#### [Request A]
Can you return, word for word, the part of the spherical-coordinates thread starting with "is this $$x^2+y^2-z^2" and going on through "a little long..."?

#### [Source passage]
****************

# Triple integral xyz coordinates to spherical

1. Apr 27, 2010

### exidez

1. The problem statement, all variables and given/known data

the integral is bounded below by the cone $$z^2=x^x+y^2$$ and above by the sphere $$x^2+y^2+z^2=18$$

$$\int^{3}_{0}\int^{\sqrt{9-y^2}}_{0}\int^{\sqrt{18-x^2-y^2}}_{\sqrt{x^2+y^2}}x^2+y^2+y^2 dzdxdy$$

2. Relevant equations

conversion formulas

3. The attempt at a solution

I am struggling on my limits. Obviously these limits are not true
$$\int^{3}_{0}\int^{\sqrt{9-y^2}}_{0}\int^{\sqrt{18-x^2-y^2}}_{\sqrt{x^2+y^2}}p^2 p^2sin\phi dp d\theta d\phi$$

I know the upper limit for p is going to be $$\sqrt{18}$$ as that is the upper bound of the sphere but the lower bound of p is the cone $$z^2=x^2+y^2$$

is this $$x^2+y^2-z^2 = (psin\phi cos\theta )^2 + (psin\phi sin\theta )^2 - (pcos\phi)^2$$ for the lower limit of p when factoring out to get p = something??? It seems a little long...

//Edit

ok, i had another look at this

Is my domain as followed:

D = {$$(\theta , \phi \ , \rho) | (0 \leq \theta \leq 2\pi , 0 \leq \phi \leq \frac{\pi}{4} , 0 \leq \rho \leq \sqrt{18}$$}

Is this correct for a cone within a sphere? Im not too certain about $$\rho$$

Last edited: Apr 28, 2010

****************

#### [Material]

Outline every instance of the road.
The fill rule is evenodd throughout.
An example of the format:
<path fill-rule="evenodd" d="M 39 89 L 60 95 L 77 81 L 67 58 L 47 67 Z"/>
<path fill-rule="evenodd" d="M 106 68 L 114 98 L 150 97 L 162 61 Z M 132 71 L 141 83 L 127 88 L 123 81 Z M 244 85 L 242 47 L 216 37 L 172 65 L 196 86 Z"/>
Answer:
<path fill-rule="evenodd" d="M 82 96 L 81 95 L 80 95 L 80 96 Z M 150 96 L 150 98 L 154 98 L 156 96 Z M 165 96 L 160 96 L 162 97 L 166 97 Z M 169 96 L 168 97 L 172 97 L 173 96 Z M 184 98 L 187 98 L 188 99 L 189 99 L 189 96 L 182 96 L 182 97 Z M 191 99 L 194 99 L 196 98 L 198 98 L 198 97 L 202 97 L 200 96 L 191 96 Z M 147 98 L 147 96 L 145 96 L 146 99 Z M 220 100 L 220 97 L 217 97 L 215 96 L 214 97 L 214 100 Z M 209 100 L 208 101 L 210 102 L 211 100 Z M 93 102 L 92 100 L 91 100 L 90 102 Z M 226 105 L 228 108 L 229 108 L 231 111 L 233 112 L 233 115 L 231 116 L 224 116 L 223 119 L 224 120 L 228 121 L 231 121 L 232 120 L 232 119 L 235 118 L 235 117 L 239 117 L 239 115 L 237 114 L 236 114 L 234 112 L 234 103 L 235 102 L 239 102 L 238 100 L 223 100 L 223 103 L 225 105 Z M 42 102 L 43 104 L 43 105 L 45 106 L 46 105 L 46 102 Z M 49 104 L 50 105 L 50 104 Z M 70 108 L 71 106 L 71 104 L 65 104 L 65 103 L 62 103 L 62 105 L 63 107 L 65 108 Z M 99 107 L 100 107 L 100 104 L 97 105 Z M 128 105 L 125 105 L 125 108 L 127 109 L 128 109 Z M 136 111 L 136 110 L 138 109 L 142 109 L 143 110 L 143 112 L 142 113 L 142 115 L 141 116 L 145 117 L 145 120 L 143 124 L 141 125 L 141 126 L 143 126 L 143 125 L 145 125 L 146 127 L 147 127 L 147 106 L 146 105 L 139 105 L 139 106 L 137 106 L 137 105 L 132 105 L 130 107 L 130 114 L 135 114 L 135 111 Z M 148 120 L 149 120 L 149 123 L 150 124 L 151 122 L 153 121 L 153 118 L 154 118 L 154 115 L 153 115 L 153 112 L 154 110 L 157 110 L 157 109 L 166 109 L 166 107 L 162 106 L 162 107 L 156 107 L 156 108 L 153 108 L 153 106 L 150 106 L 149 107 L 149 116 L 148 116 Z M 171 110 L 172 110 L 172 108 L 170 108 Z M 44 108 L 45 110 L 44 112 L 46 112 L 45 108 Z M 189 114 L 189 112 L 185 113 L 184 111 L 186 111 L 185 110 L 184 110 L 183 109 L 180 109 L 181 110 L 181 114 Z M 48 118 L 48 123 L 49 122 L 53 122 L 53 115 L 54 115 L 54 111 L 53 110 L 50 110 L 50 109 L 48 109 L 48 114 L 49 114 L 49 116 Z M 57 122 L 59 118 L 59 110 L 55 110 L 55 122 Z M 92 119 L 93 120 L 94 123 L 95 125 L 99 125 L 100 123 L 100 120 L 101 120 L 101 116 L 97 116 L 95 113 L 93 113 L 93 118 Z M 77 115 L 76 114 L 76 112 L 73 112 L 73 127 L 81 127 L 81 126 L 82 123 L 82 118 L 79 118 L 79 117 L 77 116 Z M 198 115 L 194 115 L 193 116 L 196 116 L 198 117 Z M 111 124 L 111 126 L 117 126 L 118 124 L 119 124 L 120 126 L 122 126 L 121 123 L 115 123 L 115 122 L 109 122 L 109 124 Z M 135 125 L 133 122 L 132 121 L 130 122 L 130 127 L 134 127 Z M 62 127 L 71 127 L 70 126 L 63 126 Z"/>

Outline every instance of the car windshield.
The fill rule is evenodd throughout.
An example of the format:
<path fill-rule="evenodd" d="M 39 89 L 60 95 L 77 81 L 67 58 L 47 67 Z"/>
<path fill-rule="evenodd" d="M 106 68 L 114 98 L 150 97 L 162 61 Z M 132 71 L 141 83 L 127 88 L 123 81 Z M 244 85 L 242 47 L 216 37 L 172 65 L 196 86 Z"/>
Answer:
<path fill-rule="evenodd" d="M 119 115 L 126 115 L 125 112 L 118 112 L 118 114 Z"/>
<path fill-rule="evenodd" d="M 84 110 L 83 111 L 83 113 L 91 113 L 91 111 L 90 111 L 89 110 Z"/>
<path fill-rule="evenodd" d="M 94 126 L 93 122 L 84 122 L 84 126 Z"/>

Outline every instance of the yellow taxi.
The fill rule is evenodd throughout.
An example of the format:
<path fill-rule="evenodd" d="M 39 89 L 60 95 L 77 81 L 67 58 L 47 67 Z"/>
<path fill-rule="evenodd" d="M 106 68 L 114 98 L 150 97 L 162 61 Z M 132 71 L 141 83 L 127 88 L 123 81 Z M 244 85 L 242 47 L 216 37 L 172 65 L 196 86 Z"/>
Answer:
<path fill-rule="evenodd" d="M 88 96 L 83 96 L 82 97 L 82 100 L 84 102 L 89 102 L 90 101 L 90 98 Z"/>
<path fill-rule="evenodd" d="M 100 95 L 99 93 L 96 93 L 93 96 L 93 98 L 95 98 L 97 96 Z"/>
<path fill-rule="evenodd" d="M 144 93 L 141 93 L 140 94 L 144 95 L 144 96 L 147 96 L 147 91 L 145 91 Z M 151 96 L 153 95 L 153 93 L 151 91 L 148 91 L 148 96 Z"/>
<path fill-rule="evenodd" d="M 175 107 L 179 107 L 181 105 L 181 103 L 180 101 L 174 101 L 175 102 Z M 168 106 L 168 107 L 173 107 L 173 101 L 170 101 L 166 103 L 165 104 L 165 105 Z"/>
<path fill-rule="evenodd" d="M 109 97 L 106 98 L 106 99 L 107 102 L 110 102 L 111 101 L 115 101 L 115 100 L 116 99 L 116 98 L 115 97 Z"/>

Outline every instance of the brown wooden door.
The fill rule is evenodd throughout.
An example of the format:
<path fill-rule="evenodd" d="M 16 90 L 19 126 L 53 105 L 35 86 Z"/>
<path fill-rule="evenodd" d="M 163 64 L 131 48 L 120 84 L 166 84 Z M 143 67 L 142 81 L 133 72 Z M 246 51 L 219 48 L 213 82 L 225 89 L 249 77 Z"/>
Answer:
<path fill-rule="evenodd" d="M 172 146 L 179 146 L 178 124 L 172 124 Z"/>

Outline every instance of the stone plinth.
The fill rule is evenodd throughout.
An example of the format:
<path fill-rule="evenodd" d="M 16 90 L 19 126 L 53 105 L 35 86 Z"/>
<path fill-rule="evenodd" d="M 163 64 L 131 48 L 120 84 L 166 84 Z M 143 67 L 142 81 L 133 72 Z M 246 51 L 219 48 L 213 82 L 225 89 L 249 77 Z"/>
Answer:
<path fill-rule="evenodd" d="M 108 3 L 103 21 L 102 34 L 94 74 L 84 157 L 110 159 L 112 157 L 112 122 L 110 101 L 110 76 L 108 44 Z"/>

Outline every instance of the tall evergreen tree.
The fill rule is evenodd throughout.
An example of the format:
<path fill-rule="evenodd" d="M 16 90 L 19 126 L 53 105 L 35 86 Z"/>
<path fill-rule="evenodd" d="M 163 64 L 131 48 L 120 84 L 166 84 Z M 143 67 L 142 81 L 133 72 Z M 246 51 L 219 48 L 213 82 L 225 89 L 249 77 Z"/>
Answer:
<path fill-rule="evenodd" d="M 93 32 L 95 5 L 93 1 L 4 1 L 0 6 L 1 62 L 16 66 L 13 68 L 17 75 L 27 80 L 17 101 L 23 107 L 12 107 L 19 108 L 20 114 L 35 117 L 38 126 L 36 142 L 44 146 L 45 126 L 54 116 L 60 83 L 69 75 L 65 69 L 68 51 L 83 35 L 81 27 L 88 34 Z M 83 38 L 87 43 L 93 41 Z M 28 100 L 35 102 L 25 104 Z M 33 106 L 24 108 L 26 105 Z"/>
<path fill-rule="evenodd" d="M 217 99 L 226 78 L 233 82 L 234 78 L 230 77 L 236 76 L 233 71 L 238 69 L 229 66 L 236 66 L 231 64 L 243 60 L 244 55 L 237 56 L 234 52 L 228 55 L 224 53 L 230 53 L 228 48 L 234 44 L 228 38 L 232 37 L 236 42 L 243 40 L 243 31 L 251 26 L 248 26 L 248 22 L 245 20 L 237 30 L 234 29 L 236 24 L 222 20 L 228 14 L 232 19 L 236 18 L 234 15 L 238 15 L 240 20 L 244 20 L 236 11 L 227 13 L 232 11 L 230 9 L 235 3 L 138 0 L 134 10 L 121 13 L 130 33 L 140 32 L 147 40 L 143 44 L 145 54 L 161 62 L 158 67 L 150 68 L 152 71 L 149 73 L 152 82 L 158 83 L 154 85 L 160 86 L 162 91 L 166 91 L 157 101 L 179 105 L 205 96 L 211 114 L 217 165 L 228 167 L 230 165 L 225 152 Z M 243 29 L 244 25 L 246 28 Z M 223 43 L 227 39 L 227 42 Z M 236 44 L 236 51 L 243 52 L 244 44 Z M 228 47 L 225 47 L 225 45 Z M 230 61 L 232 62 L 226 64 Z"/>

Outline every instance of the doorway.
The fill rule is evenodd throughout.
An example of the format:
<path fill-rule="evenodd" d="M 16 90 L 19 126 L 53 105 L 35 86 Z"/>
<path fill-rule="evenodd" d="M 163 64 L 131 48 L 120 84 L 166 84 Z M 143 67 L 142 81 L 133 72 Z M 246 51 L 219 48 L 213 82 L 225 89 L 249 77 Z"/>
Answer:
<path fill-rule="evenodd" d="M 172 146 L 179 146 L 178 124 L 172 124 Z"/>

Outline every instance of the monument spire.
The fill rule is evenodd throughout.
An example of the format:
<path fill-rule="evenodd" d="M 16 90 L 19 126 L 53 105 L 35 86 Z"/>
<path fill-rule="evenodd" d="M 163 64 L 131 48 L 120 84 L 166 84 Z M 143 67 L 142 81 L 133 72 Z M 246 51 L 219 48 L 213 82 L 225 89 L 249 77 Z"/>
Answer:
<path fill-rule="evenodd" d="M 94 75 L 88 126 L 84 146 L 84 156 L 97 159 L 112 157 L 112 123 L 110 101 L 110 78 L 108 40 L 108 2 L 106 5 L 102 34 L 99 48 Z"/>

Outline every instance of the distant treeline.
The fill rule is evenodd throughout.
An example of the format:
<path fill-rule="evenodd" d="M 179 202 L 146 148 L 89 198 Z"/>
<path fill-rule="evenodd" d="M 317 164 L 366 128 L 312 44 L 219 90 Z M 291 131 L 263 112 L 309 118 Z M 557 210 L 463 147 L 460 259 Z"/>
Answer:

****************

#### [Request B]
Could you retype the records exactly, starting with the line with "Outline every instance of the monument spire." and going on through the final line of the records, both included?

#### [Correct result A]
is this $$x^2+y^2-z^2 = (psin\phi cos\theta )^2 + (psin\phi sin\theta )^2 - (pcos\phi)^2$$ for the lower limit of p when factoring out to get p = something??? It seems a little long...

#### [Correct result B]
Outline every instance of the monument spire.
The fill rule is evenodd throughout.
An example of the format:
<path fill-rule="evenodd" d="M 16 90 L 19 126 L 53 105 L 35 86 Z"/>
<path fill-rule="evenodd" d="M 163 64 L 131 48 L 120 84 L 166 84 Z M 143 67 L 142 81 L 133 72 Z M 246 51 L 219 48 L 213 82 L 225 89 L 249 77 Z"/>
Answer:
<path fill-rule="evenodd" d="M 94 75 L 88 126 L 84 146 L 84 156 L 97 159 L 112 157 L 112 123 L 110 101 L 110 78 L 108 40 L 108 2 L 106 5 L 102 34 L 99 48 Z"/>

Outline every instance of the distant treeline.
The fill rule is evenodd throughout.
An example of the format:
<path fill-rule="evenodd" d="M 179 202 L 146 148 L 89 198 Z"/>
<path fill-rule="evenodd" d="M 317 164 L 366 128 L 312 44 L 219 90 Z M 291 131 L 263 112 L 309 118 Z M 557 210 L 463 147 L 460 259 Z"/>
Answer:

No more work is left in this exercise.